Set of tasks
[1] From the blog post below, list every item the writer says the time away made them miss.
[2] Please answer from the blog post below: at what event, and for whom, did the writer speak the week before leaving town?

Text excerpt
━━━━━━

I’ve been away from work for almost a week, spending time with my father and doing those things that make people say, “Oh, you are such a good daughter,” despite the fact that I wasn’t feeling like one. Watching your parents age, as well as helping with things that come along with the aging process, is difficult. It can bring out both the best and the worst in you.
The time away also made me miss my Librarian Hats blog. I missed time with my teams and I missed time in the library. I missed my projects and the work that I’m doing and the weekly sharing of that with all of you. It’s great to get away. Anyone who knows me knows that I’m hardly one to shy away from a break from work and I’ll never turn down a good vacation, but it’s also a really nice feeling to know that I’ve come to a place where I enjoy my work so much that I miss it when I’m away. Fortunately, I know a lot of people in this profession who feel similarly. It’s a nice bonus for being a librarian.
Last week, before leaving town, I had the chance to speak at a staff development day for the librarians at Tufts University in Boston. I always like getting to meet colleagues outside of the health sciences and/or medical library world. While Tufts Medical School librarians were present at the event, so were others from their different libraries, making the meeting a great chance to hear about some ideas, projects, innovations and tools that I don’t usually stay up to date on. Discovery tools and on-demand purchasing are the kind of topics that don’t make their way across my radar, so it was a nice opportunity to hear about them.

━━━━━━

Records
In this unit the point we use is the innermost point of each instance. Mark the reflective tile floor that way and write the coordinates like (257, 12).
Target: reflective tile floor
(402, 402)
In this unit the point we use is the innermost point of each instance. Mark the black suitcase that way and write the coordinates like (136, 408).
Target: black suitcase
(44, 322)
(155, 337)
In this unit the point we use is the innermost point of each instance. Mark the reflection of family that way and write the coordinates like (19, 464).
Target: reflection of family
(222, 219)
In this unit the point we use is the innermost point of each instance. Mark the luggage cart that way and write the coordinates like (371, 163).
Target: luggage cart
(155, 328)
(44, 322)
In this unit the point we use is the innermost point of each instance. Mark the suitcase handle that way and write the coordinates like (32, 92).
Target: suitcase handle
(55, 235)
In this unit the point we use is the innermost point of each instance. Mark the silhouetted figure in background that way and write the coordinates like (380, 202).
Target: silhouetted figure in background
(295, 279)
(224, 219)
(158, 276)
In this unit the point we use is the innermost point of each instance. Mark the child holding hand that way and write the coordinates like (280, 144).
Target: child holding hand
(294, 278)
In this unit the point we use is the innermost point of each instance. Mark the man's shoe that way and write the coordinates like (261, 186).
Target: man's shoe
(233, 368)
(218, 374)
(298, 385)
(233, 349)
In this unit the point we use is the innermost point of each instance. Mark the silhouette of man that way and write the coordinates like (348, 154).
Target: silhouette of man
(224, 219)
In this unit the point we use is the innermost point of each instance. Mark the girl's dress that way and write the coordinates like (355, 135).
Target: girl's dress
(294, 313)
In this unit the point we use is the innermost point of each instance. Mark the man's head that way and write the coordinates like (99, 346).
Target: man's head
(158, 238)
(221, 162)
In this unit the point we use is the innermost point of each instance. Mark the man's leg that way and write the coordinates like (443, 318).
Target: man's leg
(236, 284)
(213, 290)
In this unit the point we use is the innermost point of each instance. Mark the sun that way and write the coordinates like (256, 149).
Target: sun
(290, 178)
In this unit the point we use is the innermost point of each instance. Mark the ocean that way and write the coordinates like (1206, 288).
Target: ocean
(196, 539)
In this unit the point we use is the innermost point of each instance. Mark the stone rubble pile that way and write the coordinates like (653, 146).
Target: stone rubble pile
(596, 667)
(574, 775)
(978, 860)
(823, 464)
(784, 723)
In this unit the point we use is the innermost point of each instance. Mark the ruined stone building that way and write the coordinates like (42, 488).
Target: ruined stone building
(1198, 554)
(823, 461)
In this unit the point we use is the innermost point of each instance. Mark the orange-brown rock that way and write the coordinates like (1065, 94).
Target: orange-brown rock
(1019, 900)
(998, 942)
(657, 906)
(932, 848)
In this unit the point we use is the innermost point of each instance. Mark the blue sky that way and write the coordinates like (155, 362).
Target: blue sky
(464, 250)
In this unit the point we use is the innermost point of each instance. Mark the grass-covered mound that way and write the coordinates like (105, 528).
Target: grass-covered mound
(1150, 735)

━━━━━━

Solutions to the tasks
[1]
- The Librarian Hats blog
- Time with the teams
- Time in the library
- The projects
- The work being done
- The weekly sharing of that work with readers

[2] At a staff development day for the librarians at Tufts University in Boston.